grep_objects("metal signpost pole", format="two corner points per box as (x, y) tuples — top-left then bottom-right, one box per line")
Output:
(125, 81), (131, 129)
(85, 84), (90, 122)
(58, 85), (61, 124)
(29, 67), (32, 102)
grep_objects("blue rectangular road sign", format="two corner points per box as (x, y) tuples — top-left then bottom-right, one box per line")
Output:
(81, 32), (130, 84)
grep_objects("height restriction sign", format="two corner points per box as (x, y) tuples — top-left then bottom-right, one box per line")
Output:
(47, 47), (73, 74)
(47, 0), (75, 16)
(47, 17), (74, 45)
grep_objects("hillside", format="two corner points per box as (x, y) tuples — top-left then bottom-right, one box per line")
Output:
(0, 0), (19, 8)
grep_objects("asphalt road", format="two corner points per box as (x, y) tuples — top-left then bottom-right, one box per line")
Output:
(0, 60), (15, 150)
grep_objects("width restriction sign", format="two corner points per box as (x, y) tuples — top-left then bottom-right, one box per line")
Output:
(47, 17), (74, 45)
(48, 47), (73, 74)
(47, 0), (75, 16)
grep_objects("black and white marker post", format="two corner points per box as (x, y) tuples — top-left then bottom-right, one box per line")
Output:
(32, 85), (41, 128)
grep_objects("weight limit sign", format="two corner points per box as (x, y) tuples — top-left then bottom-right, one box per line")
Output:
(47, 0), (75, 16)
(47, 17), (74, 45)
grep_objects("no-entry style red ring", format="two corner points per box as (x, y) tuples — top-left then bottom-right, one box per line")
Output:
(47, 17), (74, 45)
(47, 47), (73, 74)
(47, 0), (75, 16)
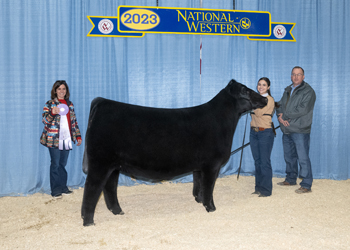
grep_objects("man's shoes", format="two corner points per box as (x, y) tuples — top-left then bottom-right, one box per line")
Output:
(295, 187), (311, 194)
(277, 181), (296, 186)
(62, 190), (73, 195)
(52, 194), (62, 200)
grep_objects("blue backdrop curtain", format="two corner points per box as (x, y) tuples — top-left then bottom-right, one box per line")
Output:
(0, 0), (350, 196)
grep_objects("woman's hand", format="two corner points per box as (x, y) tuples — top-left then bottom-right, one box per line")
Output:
(52, 107), (60, 115)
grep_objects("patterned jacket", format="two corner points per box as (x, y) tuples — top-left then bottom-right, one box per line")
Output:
(40, 98), (81, 148)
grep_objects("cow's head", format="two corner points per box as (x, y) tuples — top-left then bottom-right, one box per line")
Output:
(225, 79), (267, 114)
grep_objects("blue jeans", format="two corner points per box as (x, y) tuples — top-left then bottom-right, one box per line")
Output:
(282, 133), (313, 189)
(49, 143), (70, 196)
(250, 128), (275, 196)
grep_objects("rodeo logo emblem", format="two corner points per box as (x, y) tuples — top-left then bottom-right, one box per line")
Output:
(273, 25), (287, 39)
(98, 19), (114, 34)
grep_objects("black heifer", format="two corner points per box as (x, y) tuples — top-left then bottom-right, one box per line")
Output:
(82, 80), (267, 226)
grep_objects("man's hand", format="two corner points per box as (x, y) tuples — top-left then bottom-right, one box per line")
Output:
(278, 113), (289, 127)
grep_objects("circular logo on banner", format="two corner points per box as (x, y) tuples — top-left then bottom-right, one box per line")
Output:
(98, 19), (114, 34)
(273, 24), (287, 39)
(239, 17), (252, 30)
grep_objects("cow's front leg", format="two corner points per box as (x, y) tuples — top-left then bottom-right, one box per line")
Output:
(202, 169), (220, 212)
(81, 166), (108, 226)
(193, 171), (203, 203)
(103, 170), (124, 215)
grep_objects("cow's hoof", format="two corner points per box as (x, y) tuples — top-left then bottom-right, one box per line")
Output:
(194, 196), (203, 203)
(205, 206), (216, 213)
(83, 222), (95, 227)
(110, 209), (124, 215)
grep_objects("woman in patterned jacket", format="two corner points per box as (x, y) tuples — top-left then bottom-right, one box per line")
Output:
(40, 81), (82, 198)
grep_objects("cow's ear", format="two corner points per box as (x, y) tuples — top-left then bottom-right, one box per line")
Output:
(241, 86), (249, 95)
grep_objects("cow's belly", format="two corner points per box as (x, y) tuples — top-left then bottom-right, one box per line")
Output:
(121, 163), (197, 181)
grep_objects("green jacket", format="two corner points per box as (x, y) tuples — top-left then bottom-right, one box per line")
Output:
(276, 81), (316, 134)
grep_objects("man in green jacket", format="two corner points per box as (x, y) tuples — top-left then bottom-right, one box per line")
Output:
(276, 66), (316, 194)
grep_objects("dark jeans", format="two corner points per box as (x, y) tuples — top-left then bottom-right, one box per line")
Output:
(49, 143), (70, 196)
(282, 133), (313, 189)
(250, 129), (275, 196)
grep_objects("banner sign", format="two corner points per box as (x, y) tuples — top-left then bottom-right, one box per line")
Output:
(117, 6), (271, 36)
(88, 5), (295, 42)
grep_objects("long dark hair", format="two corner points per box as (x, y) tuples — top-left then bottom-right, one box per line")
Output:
(256, 77), (271, 96)
(51, 80), (70, 101)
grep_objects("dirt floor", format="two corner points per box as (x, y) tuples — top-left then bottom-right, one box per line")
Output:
(0, 175), (350, 250)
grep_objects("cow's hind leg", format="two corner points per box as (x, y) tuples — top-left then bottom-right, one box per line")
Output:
(103, 170), (124, 215)
(201, 168), (220, 212)
(81, 165), (108, 226)
(193, 171), (203, 203)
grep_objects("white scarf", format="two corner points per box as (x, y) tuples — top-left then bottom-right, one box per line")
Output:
(58, 115), (72, 150)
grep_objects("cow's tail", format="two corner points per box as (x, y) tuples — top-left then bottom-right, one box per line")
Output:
(83, 97), (103, 174)
(83, 146), (89, 174)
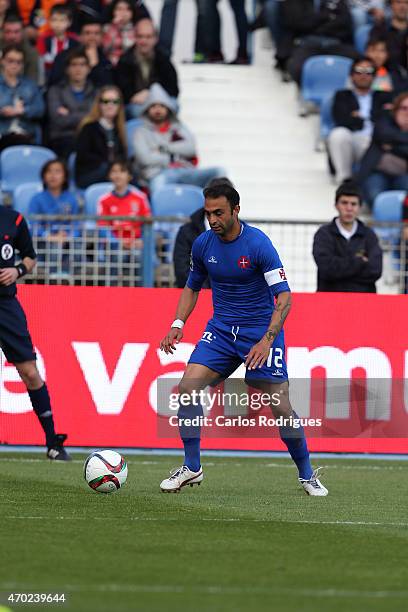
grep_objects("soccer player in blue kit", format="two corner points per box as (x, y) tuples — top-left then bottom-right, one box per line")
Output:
(160, 180), (328, 496)
(0, 206), (71, 461)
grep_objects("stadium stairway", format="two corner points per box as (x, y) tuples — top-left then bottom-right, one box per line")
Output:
(178, 32), (334, 220)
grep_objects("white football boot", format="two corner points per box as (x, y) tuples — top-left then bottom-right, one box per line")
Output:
(160, 465), (204, 493)
(299, 468), (329, 497)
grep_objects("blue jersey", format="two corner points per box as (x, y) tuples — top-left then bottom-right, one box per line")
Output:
(187, 221), (290, 326)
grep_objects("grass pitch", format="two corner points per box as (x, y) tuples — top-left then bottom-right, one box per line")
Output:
(0, 454), (408, 612)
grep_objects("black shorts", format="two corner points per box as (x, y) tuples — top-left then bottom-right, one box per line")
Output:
(0, 297), (36, 363)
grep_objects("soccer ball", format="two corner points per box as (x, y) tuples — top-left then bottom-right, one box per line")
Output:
(84, 450), (127, 493)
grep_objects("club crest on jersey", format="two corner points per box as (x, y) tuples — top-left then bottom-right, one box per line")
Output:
(238, 255), (251, 270)
(1, 244), (14, 261)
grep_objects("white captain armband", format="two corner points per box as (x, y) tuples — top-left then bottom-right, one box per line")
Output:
(171, 319), (184, 329)
(264, 268), (288, 286)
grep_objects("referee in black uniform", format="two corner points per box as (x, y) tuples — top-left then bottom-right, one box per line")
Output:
(0, 206), (70, 461)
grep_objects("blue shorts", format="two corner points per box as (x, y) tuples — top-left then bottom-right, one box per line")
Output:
(0, 297), (36, 363)
(188, 319), (288, 383)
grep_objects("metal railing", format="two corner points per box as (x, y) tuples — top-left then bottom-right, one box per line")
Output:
(19, 215), (407, 293)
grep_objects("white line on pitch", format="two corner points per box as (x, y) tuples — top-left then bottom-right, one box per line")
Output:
(2, 516), (408, 527)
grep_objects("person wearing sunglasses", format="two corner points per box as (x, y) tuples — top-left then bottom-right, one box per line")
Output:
(356, 92), (408, 207)
(327, 57), (391, 185)
(0, 45), (44, 151)
(75, 85), (127, 189)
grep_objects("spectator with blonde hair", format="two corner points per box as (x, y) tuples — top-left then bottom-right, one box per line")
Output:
(357, 92), (408, 206)
(75, 85), (127, 189)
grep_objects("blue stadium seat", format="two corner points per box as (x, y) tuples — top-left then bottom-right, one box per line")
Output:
(151, 185), (204, 263)
(84, 182), (112, 216)
(320, 96), (334, 140)
(151, 185), (204, 217)
(301, 55), (352, 107)
(0, 145), (56, 192)
(13, 182), (43, 217)
(354, 24), (373, 55)
(373, 190), (406, 242)
(126, 119), (143, 158)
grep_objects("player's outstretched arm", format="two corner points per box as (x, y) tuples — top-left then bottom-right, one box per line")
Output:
(160, 287), (199, 354)
(245, 291), (292, 370)
(0, 257), (36, 287)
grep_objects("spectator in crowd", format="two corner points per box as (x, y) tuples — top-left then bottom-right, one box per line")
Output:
(348, 0), (385, 30)
(103, 0), (136, 66)
(1, 14), (40, 83)
(37, 4), (78, 80)
(75, 85), (127, 189)
(313, 182), (382, 293)
(356, 93), (408, 207)
(97, 160), (151, 250)
(48, 20), (113, 88)
(134, 83), (225, 192)
(278, 0), (358, 84)
(116, 19), (179, 117)
(29, 159), (79, 244)
(47, 47), (96, 158)
(159, 0), (206, 62)
(102, 0), (151, 23)
(365, 38), (408, 94)
(16, 0), (69, 43)
(370, 0), (408, 69)
(0, 0), (11, 36)
(204, 0), (250, 64)
(0, 45), (44, 150)
(327, 58), (390, 184)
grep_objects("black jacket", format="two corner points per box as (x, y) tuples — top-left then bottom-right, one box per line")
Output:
(115, 46), (179, 104)
(355, 116), (408, 185)
(313, 219), (382, 293)
(173, 208), (210, 288)
(332, 89), (393, 132)
(75, 121), (126, 184)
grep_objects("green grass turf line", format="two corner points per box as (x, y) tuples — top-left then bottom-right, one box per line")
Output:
(0, 454), (408, 612)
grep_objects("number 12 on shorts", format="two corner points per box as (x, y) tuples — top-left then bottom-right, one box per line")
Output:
(266, 346), (283, 368)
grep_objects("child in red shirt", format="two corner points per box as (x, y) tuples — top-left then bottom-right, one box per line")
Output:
(97, 161), (151, 250)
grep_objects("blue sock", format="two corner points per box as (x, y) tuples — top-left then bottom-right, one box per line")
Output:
(28, 383), (55, 447)
(279, 412), (313, 480)
(177, 404), (204, 472)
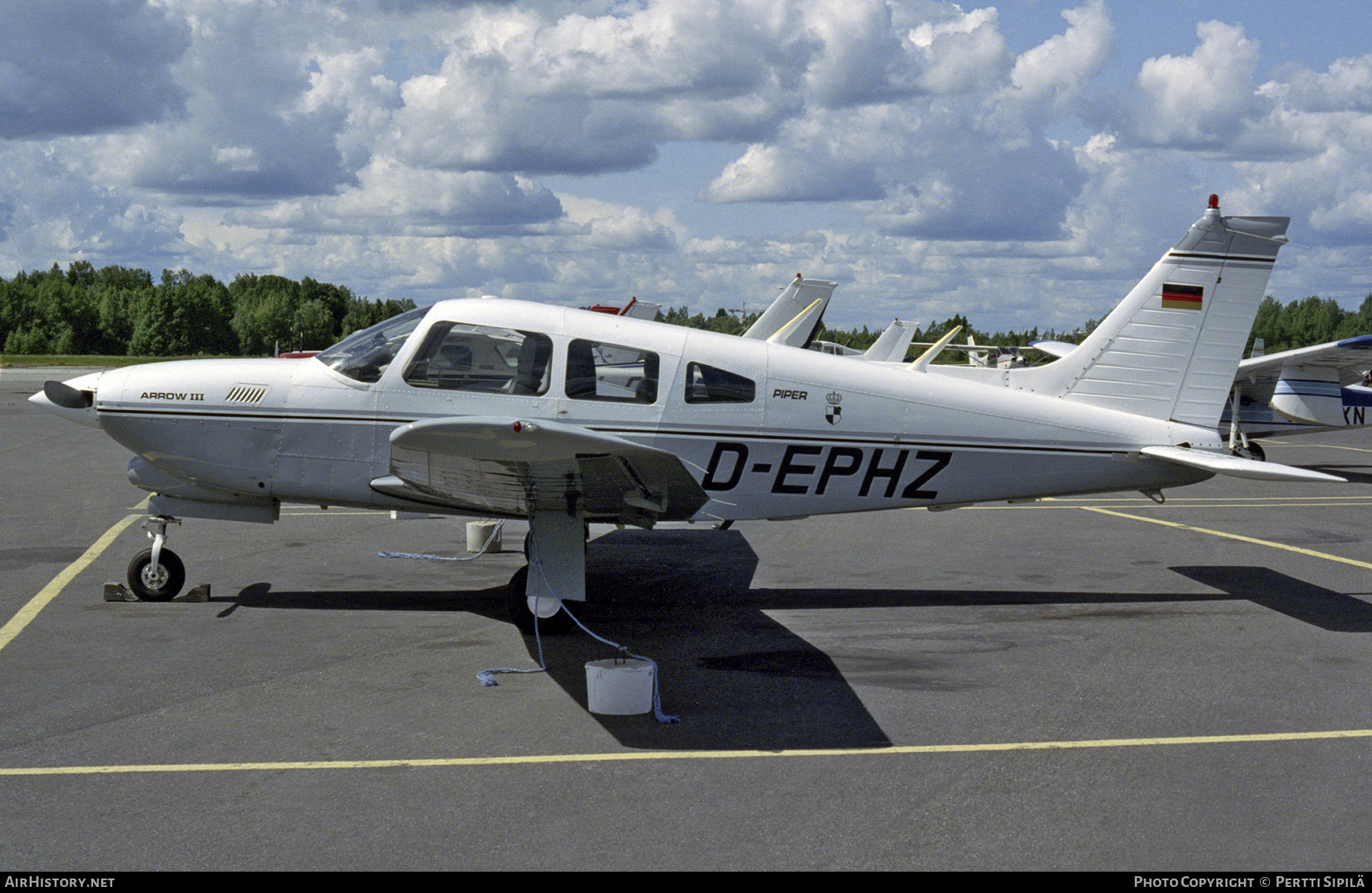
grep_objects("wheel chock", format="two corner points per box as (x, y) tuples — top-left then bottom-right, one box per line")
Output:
(104, 583), (210, 602)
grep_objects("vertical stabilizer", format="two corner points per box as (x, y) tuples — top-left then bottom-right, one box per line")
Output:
(1032, 196), (1290, 427)
(744, 273), (838, 347)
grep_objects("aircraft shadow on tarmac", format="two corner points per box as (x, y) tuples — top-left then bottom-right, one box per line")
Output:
(1300, 463), (1372, 485)
(229, 530), (1372, 751)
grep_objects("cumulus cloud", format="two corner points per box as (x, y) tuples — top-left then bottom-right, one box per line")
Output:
(0, 0), (189, 139)
(8, 0), (1372, 331)
(1121, 22), (1269, 149)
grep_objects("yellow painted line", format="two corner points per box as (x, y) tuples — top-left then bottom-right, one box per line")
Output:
(0, 728), (1372, 775)
(966, 498), (1365, 512)
(0, 514), (143, 649)
(1081, 505), (1372, 571)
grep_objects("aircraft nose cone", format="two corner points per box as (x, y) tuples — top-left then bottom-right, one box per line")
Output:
(29, 372), (103, 428)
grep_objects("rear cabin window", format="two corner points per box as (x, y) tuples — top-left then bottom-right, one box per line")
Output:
(686, 362), (758, 403)
(405, 322), (553, 396)
(566, 339), (662, 403)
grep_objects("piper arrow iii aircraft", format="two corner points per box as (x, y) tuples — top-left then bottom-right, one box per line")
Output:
(1029, 334), (1372, 459)
(30, 196), (1342, 622)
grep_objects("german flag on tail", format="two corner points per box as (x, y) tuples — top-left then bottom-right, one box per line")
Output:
(1162, 283), (1204, 310)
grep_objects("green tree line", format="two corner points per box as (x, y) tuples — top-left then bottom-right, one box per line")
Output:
(657, 307), (1095, 350)
(0, 261), (415, 357)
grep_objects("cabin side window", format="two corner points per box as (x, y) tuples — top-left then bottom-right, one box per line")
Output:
(686, 362), (758, 403)
(566, 339), (662, 403)
(405, 321), (553, 396)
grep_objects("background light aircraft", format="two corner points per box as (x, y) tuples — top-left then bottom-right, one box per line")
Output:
(1031, 334), (1372, 459)
(30, 196), (1341, 631)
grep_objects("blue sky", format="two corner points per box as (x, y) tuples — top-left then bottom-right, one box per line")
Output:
(0, 0), (1372, 329)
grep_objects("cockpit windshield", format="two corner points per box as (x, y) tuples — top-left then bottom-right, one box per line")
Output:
(316, 307), (429, 381)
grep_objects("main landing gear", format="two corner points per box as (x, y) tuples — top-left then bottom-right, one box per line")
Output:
(506, 512), (590, 635)
(129, 514), (185, 602)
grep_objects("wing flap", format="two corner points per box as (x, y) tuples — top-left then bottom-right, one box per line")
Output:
(372, 417), (708, 527)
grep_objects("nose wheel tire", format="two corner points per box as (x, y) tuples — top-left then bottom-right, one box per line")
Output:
(129, 549), (185, 602)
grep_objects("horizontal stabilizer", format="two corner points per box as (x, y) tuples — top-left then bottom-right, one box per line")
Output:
(1139, 446), (1348, 485)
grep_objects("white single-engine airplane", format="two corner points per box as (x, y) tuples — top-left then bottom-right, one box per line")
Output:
(30, 196), (1342, 620)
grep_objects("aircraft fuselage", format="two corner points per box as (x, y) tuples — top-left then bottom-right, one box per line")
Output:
(45, 299), (1220, 520)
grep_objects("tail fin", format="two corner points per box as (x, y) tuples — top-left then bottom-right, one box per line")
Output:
(744, 273), (837, 347)
(1024, 196), (1290, 427)
(861, 319), (919, 362)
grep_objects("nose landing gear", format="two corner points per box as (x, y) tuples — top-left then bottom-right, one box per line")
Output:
(127, 514), (185, 602)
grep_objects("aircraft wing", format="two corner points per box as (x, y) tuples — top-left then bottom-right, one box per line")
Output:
(1235, 334), (1372, 403)
(1139, 446), (1348, 485)
(372, 415), (708, 527)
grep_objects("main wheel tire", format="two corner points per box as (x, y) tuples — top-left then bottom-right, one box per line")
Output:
(506, 564), (573, 635)
(129, 549), (185, 602)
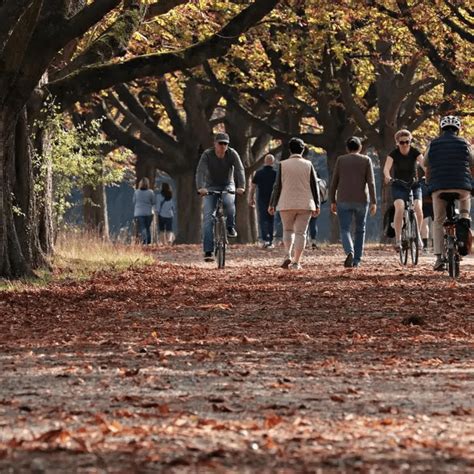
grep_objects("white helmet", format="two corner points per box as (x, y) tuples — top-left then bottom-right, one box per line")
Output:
(439, 115), (461, 130)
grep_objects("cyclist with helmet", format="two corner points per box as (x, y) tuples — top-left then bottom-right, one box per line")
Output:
(424, 115), (474, 271)
(383, 129), (424, 251)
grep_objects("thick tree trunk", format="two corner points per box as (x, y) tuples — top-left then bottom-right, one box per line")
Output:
(83, 184), (109, 239)
(0, 110), (32, 278)
(173, 171), (202, 244)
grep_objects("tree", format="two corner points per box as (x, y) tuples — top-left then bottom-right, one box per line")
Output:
(0, 0), (278, 277)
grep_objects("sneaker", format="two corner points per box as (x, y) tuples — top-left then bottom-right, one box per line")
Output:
(288, 262), (301, 270)
(433, 257), (446, 272)
(344, 252), (354, 268)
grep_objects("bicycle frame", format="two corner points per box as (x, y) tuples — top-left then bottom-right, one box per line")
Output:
(392, 179), (420, 265)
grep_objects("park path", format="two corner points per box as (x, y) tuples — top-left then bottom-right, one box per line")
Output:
(0, 246), (474, 473)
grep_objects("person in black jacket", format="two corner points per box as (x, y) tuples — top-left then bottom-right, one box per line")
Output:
(424, 115), (474, 271)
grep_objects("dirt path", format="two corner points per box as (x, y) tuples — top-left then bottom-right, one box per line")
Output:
(0, 246), (474, 473)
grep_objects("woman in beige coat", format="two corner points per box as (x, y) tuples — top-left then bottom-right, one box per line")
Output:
(268, 138), (320, 270)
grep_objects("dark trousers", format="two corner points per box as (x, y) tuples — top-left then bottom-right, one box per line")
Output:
(257, 203), (274, 243)
(135, 216), (153, 245)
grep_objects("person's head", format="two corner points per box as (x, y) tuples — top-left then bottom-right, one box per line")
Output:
(161, 183), (173, 199)
(346, 137), (362, 153)
(214, 132), (229, 157)
(439, 115), (461, 134)
(138, 178), (150, 190)
(288, 137), (305, 155)
(264, 153), (275, 166)
(395, 128), (413, 154)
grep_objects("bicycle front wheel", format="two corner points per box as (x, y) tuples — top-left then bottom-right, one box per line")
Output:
(410, 215), (420, 265)
(400, 219), (410, 265)
(448, 246), (459, 278)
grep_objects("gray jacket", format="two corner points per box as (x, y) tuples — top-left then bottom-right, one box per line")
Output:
(133, 189), (156, 217)
(196, 148), (245, 191)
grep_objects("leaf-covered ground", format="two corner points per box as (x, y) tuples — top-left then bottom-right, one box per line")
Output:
(0, 246), (474, 473)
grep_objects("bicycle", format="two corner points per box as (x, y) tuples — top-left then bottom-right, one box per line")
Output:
(207, 191), (235, 268)
(439, 193), (461, 278)
(391, 179), (420, 265)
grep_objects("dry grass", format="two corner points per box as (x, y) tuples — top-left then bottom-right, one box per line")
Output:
(0, 232), (154, 291)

⁂

Exercise aim: Which lines in the data above contain the word "hair"? Pull out every one of them.

Final answer:
grep_objects("long dark hair", format="two corner points per box as (x, y) tuples — top-left then bottom-right, one box per line")
grep_objects("spectator with blonde hair", format="two corner points per box as (x, y) tuples — top-left then bottom-right, one box per line")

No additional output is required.